Each record must be printed again exactly as it appears.

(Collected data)
# # # #

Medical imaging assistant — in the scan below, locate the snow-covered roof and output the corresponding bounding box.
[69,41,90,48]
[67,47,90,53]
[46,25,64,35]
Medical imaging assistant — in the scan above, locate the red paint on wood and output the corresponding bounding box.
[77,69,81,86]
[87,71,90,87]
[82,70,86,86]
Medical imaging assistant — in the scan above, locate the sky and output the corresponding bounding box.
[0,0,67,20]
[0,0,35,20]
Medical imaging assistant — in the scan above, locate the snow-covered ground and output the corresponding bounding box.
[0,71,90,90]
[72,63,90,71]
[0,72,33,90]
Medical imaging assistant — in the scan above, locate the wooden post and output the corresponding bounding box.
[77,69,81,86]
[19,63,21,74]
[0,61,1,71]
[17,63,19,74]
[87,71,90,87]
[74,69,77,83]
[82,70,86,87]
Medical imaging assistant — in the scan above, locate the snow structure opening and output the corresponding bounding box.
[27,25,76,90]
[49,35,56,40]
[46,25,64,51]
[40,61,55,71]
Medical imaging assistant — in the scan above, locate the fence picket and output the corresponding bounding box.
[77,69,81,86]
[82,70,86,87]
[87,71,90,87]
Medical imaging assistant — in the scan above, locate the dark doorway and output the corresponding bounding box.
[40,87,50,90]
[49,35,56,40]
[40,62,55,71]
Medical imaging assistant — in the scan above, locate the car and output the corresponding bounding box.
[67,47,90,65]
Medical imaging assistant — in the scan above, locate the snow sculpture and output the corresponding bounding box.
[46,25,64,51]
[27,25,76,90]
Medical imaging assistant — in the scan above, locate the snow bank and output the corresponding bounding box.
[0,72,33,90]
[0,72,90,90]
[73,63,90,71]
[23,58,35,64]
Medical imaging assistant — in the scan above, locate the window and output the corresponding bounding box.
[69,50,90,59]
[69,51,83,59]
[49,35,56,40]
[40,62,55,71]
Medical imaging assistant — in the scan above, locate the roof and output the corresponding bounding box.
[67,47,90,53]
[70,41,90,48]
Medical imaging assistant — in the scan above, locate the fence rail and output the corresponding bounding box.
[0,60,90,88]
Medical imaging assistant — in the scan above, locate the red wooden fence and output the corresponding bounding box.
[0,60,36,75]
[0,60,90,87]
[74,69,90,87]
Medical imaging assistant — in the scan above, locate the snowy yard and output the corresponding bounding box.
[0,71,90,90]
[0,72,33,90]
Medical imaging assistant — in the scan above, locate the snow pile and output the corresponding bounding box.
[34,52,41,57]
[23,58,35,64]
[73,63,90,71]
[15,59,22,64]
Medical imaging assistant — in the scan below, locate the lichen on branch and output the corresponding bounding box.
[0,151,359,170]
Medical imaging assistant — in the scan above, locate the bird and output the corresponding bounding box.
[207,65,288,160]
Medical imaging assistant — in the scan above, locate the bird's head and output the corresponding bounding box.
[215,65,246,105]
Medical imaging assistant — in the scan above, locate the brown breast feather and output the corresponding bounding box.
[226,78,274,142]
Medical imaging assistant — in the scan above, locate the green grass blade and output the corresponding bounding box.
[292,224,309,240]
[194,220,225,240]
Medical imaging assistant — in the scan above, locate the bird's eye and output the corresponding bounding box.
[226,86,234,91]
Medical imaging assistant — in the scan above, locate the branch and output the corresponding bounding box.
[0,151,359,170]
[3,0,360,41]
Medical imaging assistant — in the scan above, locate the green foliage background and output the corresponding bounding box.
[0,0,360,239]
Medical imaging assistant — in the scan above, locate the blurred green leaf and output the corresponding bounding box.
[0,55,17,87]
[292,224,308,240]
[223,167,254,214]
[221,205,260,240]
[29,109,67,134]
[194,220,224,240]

# # # #

• _Completed task_
Medical imaging assistant — in the scan below, locate the snow-covered roof and output the corresponding bounding box.
[69,41,90,48]
[67,47,90,53]
[46,25,64,35]
Medical imaging assistant — in the scan above, locate the red paint on wood and output the corresponding bounding box.
[77,69,81,86]
[87,71,90,87]
[82,70,86,86]
Medical imaging assistant — in the scan above, locate the sky and output the corresponding bounding box.
[0,0,67,20]
[0,0,35,20]
Medical imaging assistant — in the scan above, locate the snow-covered ground and output the corresponding bounding box.
[0,71,90,90]
[72,63,90,71]
[0,72,33,90]
Medical imaging assistant — in the scan above, locate the wooden post and output the corresponding bounding box.
[77,69,81,86]
[19,63,21,74]
[0,61,1,71]
[17,63,19,74]
[87,71,90,87]
[74,69,77,83]
[82,70,86,87]
Medical imaging assistant — in the scan above, locate the snow structure opening and output the corresponding bounding box.
[27,25,76,90]
[49,35,56,40]
[46,25,64,51]
[40,61,55,71]
Medical imaging assistant — in the scan above, locate the fence picket and output the corresponding bounding box.
[77,69,81,86]
[82,70,86,87]
[87,71,90,87]
Medical imaging assistant — in the scan above, locate the dark doorway and output the corresponding bounding box.
[40,87,50,90]
[49,35,56,40]
[40,62,55,71]
Medical imaging assistant — in the scan above, locate the car and output the corresponding bounding box.
[67,47,90,65]
Medical imaging assistant — in the scan above, locate the snow sculpture and output the corresponding bounding box.
[46,25,64,51]
[27,25,76,90]
Medical imaging assistant — in the scan above, locate the snow bank and output the corresponding bounding box.
[0,72,33,90]
[0,72,90,90]
[73,63,90,71]
[23,58,35,64]
Medical imaging assistant — in the scan above, locate the window and output the corresponding bounding box.
[69,50,90,59]
[69,51,83,59]
[49,35,56,40]
[40,62,55,71]
Medical imaging assistant — in the scan above, locate the roof and output the corresponding bounding box.
[67,47,90,53]
[70,41,90,48]
Medical imaging assistant — in the scan above, locate the fence rail and output the corresponding bounding box.
[0,60,90,88]
Medical imaging assistant — in the scan above, locate the red wooden fence and output the corresponding bounding box.
[0,60,36,75]
[0,60,90,87]
[74,69,90,87]
Medical imaging assistant — in the scan above, locate the snowy yard and output the corresponding bounding box.
[0,71,90,90]
[0,72,33,90]
Medical imaging assistant — in the scan above, locate the snow pile and output the corresponding bounding box.
[34,52,41,57]
[23,58,35,64]
[73,63,90,71]
[15,59,22,64]
Medical imaging assistant — in the scan below, locate the lichen on branch and output the corresponding bounding box.
[0,151,359,170]
Medical imaging assistant — in the scan above, locate the bird and output the corresponding bounding box.
[207,65,288,160]
Medical imaging assistant — in the scan above, locate the bird's head and output the corresponding bounding box.
[215,65,246,105]
Medical imaging assistant — in the scan above, locate the brown breast feather and output the corresponding bounding box.
[226,78,274,142]
Medical imaging assistant — in the scan above, locate the green grass blade and output the corresponding bounding box.
[292,224,309,240]
[194,220,225,240]
Medical imaging assistant — in the scan above, locate the bird's eye and output the corresponding bounding box.
[226,86,234,91]
Medical imaging assistant — in the scan above, locate the branch and output the corresponding bounding box.
[0,151,359,170]
[3,0,360,41]
Medical imaging assistant — in the scan above, locate the green foliage background and output the corresponding bounding box.
[0,0,360,239]
Medical imaging assistant — in the scan above, locate the blurred green leaf and output the corresponding bounding box.
[0,55,17,87]
[292,224,308,240]
[223,167,254,214]
[221,205,260,240]
[29,109,67,134]
[194,220,224,240]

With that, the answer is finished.